**Problem 1**.
Repeat word for word the part of the whiskey text from "If you happen" up to and including "of whiskey separately.".

No need for ice cubes

If you happen to store the (~40% ABV) drink in the freezer it won't freeze but will stay cold, I personally have one of the cheaper whiskeys in my freezer that I use for mixing. If you do freeze it that may not be comfortable for humans as it will hit -27 °C (-16 °F) or less.

Why people don't have whiskey cubes

  1. Altered taste - As described by Stephie the low temperature alters the smell and thus taste of the drink, I think approximately to the same extent as the stones cooling the drink down.
  2. Choice - People who drink whiskey for fun tend to have a variety of whiskey, in order to have the whole assortment in the freezer they would need to label and store all kinds of whiskey separately.
  3. Taste change - Air humidity condenses on all surfaces inside the freezer, including ice cubes, it dilutes the drink just as much as if it were a metal, stone or porcelain cube. In addition if there is any smell in the fridge that penetrates frozen stuff it will stick to the expensive whiskey cubes as well. The same could happen to metal or stone coolers but one can simply wash the smell off them.
  4. Freezer temp - The difference between recommended freezer temperature of 0 °F (-18 °C) and the freezing point of alcohol increases the operating costs of the freezer, may cause freezer burn of other items and increase the amount of frost in the freezer.

**Exercise data**.

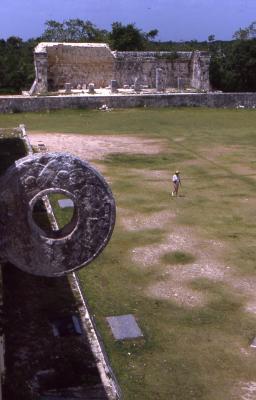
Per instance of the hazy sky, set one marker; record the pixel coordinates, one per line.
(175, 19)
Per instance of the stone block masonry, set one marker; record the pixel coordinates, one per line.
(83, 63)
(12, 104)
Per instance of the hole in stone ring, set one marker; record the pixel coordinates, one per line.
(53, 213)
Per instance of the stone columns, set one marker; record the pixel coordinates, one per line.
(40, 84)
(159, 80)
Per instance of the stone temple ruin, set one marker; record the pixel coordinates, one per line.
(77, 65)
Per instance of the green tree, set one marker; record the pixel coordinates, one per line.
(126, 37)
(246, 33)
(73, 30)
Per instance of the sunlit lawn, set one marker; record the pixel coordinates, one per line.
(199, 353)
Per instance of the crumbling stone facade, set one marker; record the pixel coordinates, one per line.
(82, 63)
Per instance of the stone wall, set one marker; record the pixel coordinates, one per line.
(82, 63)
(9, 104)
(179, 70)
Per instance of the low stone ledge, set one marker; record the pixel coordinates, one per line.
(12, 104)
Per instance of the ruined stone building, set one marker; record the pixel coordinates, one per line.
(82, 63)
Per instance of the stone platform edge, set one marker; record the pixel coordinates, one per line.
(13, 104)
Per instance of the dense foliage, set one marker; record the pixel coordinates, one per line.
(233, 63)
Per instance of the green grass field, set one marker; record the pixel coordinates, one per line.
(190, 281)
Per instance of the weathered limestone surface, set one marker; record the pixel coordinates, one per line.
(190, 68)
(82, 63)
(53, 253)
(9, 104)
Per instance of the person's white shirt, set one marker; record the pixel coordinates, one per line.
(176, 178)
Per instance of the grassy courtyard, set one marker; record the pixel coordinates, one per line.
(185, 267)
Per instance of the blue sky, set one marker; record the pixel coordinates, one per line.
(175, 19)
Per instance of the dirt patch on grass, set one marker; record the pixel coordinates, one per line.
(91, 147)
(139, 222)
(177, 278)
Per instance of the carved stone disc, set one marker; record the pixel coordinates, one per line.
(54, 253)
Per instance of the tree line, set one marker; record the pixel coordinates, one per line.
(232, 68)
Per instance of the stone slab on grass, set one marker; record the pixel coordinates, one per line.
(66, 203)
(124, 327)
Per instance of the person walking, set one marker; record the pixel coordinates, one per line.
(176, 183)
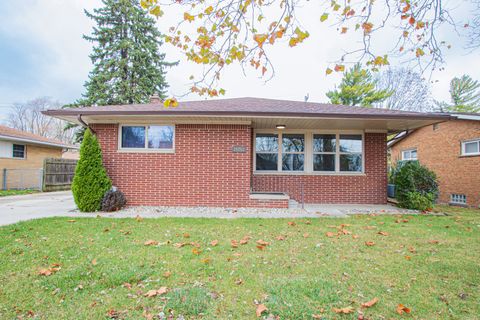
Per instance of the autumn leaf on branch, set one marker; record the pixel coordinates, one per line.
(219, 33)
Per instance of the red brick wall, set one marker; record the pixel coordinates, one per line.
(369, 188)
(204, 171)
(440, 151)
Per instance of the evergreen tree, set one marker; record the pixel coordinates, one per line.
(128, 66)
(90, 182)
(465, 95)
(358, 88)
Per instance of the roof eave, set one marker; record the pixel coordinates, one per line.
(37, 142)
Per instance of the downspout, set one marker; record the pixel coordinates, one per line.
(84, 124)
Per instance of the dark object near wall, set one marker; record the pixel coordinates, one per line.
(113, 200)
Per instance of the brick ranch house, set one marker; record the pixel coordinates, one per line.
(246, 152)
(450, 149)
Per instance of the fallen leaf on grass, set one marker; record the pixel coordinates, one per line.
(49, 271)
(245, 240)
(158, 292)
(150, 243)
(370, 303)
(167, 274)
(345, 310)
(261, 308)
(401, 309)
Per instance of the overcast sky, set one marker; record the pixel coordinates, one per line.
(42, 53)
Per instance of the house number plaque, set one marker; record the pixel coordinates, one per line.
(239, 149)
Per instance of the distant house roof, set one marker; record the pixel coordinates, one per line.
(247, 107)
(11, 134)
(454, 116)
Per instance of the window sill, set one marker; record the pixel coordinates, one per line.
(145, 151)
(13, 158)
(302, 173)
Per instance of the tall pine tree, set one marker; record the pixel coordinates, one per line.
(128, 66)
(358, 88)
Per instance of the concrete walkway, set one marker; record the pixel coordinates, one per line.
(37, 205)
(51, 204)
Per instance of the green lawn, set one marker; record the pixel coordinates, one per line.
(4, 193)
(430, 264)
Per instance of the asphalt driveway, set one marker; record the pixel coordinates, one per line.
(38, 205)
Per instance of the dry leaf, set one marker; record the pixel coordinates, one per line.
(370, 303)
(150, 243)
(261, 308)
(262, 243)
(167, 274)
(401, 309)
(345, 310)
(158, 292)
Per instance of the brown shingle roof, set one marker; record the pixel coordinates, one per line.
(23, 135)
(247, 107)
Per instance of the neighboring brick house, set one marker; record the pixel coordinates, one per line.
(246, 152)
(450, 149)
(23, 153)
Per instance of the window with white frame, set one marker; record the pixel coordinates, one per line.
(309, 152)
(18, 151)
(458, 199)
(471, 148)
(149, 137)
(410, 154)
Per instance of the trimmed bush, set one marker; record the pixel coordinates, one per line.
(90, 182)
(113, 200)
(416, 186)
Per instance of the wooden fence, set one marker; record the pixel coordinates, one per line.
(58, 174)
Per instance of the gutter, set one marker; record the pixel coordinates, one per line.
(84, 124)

==

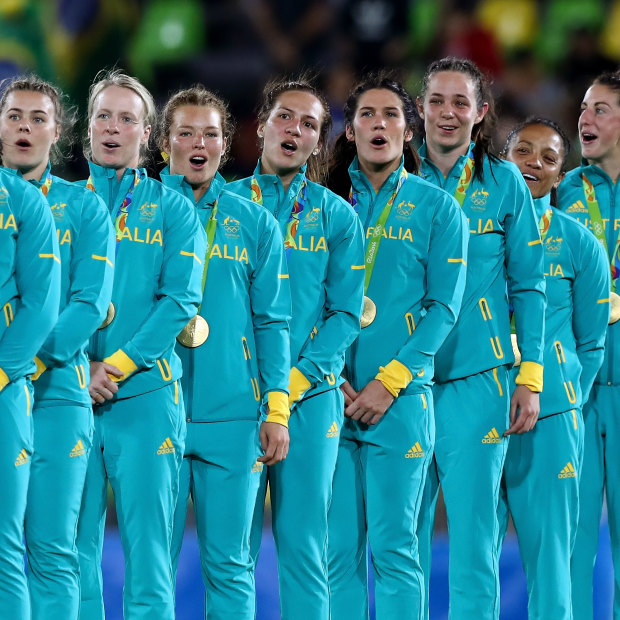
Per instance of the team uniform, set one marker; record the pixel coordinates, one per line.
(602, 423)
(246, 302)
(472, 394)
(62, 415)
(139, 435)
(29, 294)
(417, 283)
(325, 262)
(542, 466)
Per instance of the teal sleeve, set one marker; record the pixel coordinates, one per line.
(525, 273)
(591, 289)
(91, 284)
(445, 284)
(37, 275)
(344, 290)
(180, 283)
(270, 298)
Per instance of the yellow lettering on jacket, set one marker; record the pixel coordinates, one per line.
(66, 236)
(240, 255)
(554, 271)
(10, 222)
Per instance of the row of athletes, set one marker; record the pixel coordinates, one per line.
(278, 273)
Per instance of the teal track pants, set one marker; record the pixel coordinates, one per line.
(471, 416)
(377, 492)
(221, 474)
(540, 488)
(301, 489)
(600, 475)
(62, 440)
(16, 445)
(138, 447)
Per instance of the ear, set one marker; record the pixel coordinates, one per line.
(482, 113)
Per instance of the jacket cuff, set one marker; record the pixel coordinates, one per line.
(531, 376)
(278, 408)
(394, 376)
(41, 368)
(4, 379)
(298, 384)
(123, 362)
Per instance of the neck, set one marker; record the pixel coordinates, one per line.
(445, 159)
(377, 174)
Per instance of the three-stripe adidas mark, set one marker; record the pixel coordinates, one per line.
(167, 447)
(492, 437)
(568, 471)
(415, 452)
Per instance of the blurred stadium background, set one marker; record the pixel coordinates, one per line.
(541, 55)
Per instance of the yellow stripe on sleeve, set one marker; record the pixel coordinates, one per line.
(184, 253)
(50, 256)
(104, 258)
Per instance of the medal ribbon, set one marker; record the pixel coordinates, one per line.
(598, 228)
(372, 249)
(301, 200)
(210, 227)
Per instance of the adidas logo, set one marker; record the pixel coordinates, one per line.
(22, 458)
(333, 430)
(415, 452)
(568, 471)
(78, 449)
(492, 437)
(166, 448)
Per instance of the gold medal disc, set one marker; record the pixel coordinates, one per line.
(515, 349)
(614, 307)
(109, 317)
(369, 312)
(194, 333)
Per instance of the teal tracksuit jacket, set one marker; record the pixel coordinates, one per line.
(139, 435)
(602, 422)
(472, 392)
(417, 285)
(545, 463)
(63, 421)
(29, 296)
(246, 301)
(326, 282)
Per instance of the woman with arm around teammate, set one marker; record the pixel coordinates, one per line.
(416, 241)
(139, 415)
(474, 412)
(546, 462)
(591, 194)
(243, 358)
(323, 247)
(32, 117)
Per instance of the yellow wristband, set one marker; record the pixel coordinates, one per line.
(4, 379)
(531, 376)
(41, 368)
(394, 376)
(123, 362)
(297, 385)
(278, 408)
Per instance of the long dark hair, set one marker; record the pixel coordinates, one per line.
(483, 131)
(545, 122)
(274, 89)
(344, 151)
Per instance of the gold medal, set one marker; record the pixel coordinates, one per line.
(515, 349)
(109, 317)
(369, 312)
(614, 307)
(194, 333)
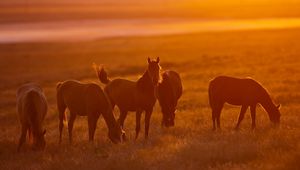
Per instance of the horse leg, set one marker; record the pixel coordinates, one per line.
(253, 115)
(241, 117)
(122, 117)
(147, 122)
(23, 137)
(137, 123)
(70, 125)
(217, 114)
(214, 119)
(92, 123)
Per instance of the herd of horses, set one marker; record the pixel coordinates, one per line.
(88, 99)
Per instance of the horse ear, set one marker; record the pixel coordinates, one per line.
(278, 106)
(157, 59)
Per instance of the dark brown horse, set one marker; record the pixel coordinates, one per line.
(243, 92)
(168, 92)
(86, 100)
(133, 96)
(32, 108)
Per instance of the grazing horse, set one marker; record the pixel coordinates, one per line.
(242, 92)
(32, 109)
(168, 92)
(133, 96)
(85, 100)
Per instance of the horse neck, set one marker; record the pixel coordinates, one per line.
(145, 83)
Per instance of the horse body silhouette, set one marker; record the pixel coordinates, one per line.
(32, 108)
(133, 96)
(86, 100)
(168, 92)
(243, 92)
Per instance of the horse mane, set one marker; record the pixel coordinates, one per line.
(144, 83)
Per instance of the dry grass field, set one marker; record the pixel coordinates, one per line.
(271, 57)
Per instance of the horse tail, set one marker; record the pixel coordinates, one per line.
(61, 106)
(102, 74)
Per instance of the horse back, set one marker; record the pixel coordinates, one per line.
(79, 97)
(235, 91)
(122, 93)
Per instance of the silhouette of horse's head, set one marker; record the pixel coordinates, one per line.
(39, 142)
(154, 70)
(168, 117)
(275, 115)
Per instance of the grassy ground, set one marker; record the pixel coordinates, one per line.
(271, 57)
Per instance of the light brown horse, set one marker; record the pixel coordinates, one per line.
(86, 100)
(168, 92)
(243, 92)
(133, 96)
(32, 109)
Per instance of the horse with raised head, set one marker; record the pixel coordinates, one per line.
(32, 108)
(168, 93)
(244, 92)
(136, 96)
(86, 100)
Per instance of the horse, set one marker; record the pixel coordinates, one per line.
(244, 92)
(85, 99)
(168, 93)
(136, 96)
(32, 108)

**Problem 2**.
How many lines of the records above contain the word "roof"? Reply with the number alone.

**Answer 1**.
If you happen to store the (~40% ABV) drink in the freezer it won't freeze but will stay cold, I personally have one of the cheaper whiskeys in my freezer that I use for mixing. If you do freeze it that may not be comfortable for humans as it will hit -27 °C (-16 °F) or less.

Why people don't have whiskey cubes

  1. Altered taste - As described by Stephie the low temperature alters the smell and thus taste of the drink, I think approximately to the same extent as the stones cooling the drink down.
  2. Choice - People who drink whiskey for fun tend to have a variety of whiskey, in order to have the whole assortment in the freezer they would need to label and store all kinds of whiskey separately.

**Answer 2**.
3